__TEXT PASSAGE__
In our research, we implement an Omni-font-open vocabulary HMM-based typewritten Arabic Text recognition system. We address the issue of how to perform a character recognition system for an independent style (unconstrained style) Arabic typewritten data; this will be done by using a large amount of training data to train the HMMs.

Building an open vocabulary system will derive us to the usage of a character based HMM system not a word based HMM system. Our research on building an independent style-open vocabulary HMM typewritten Arabic recognition system is handled by trying different kinds of HMMs (either discrete or continuous) after choosing the best features that best discriminate between different classes of Arabic characters. Our first system architecture is based on the Discrete HMM.

The basic philosophy of our used autonomously differential recognition feature is as follows; given a sequence of such a feature, one can fully retrieve the written script with only a scaling factor as well as the digital distortion error.

Whatever the features and the approach used for recognition, the language models are essential in recovering strings of words or characters after they have been passed through a noisy channel such as scanning or print degradation. Hence, we in cooperate a bigram character based language models in our system to improve its performance.

Any font-written OCR system needs to perform some processing on the input scanned text block prior to the recognition phase. Decomposing the text block into lines hence into words is perhaps the most fundamental such pre-processing where errors add in the total error rate of the whole OCR system.

Despite being a widely used, simple-to-implement, and computationally efficient, the histogram-based approach may be vulnerable to some idiosyncrasies of real-life documents esp. as per noise and structural textual complexities. The latter of those idiosyncrasies is apparent while dealing with Arabic script. In our work, we elaborated on this approach to overcome its shortcomings esp. - with Arabic script - and came out with a robust and powerful decomposition algorithm we used in our system. This quite robust algorithm were proved with real-life Arabic (or Arabic dominated) documents via extensive experimentation that it is highly efficient algorithm.

__EXERCISE DESCRIPTION__
According to the passage on Arabic text recognition, what type of HMM is the first system architecture based on?

__MATERIAL PROVIDED__
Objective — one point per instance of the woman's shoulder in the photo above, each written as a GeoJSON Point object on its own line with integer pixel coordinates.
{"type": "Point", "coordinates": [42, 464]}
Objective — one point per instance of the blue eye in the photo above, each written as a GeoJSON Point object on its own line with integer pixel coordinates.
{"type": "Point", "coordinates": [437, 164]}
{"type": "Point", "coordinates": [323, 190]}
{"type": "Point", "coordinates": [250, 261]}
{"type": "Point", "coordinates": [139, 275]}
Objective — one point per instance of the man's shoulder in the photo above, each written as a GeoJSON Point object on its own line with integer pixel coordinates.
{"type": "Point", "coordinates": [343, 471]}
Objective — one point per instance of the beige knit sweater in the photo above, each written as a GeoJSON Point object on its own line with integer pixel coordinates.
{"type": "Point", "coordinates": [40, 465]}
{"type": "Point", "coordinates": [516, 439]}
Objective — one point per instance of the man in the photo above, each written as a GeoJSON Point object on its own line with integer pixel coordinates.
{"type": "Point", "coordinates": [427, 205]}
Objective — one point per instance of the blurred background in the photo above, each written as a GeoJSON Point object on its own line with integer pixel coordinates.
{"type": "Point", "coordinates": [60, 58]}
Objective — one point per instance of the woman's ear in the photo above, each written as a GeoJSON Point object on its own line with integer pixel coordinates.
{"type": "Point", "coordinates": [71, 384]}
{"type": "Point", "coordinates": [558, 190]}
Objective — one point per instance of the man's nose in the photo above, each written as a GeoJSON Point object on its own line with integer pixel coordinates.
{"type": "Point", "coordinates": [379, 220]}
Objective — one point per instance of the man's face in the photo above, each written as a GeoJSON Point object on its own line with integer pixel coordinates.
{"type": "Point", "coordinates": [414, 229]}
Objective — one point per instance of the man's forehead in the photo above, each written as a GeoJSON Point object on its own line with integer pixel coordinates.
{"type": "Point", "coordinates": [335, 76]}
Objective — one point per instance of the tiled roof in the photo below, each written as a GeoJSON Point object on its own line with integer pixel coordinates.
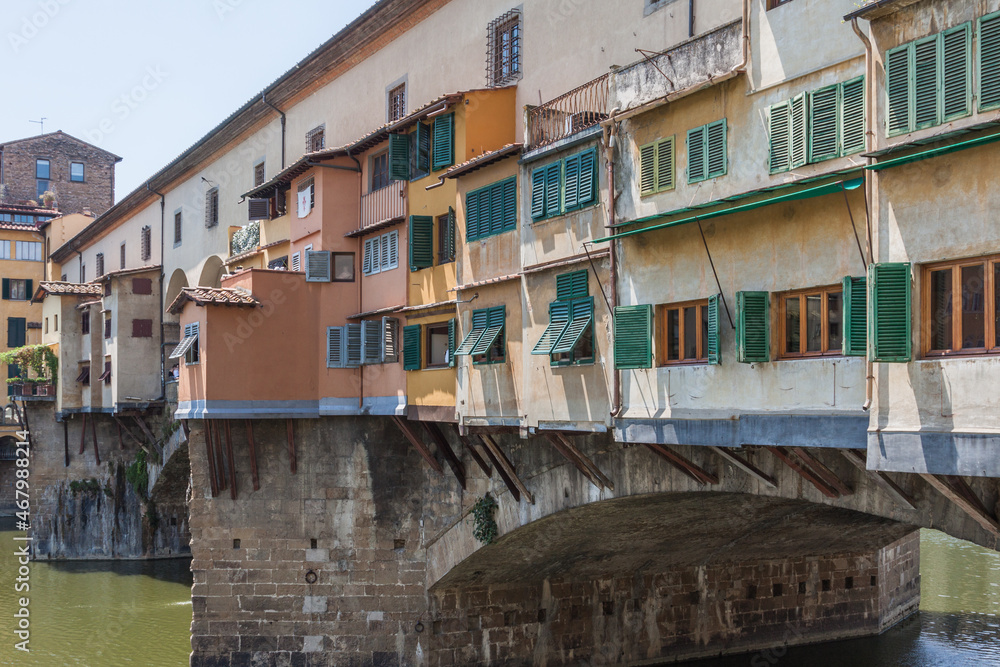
{"type": "Point", "coordinates": [203, 296]}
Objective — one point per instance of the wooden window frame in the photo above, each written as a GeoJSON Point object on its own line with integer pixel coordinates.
{"type": "Point", "coordinates": [825, 350]}
{"type": "Point", "coordinates": [989, 264]}
{"type": "Point", "coordinates": [661, 332]}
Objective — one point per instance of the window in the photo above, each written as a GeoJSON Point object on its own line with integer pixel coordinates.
{"type": "Point", "coordinates": [485, 343]}
{"type": "Point", "coordinates": [812, 322]}
{"type": "Point", "coordinates": [503, 52]}
{"type": "Point", "coordinates": [961, 313]}
{"type": "Point", "coordinates": [491, 210]}
{"type": "Point", "coordinates": [928, 81]}
{"type": "Point", "coordinates": [396, 103]}
{"type": "Point", "coordinates": [316, 139]}
{"type": "Point", "coordinates": [381, 253]}
{"type": "Point", "coordinates": [212, 207]}
{"type": "Point", "coordinates": [656, 166]}
{"type": "Point", "coordinates": [707, 151]}
{"type": "Point", "coordinates": [564, 186]}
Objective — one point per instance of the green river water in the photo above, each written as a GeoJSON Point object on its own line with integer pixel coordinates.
{"type": "Point", "coordinates": [119, 614]}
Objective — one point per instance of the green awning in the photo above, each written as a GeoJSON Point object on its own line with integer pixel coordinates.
{"type": "Point", "coordinates": [808, 193]}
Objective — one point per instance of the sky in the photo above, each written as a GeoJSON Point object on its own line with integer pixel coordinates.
{"type": "Point", "coordinates": [145, 79]}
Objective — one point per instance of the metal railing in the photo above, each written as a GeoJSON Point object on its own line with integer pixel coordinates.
{"type": "Point", "coordinates": [383, 204]}
{"type": "Point", "coordinates": [570, 113]}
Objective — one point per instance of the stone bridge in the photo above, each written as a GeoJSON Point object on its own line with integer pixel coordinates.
{"type": "Point", "coordinates": [344, 541]}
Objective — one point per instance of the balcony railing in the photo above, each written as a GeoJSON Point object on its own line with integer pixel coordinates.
{"type": "Point", "coordinates": [570, 113]}
{"type": "Point", "coordinates": [383, 204]}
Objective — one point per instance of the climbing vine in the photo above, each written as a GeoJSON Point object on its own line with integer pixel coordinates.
{"type": "Point", "coordinates": [484, 525]}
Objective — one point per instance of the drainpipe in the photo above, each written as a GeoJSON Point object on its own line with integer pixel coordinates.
{"type": "Point", "coordinates": [869, 147]}
{"type": "Point", "coordinates": [263, 98]}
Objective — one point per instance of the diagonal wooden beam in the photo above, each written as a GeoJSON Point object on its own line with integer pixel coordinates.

__TASK ANSWER__
The Discrete HMM.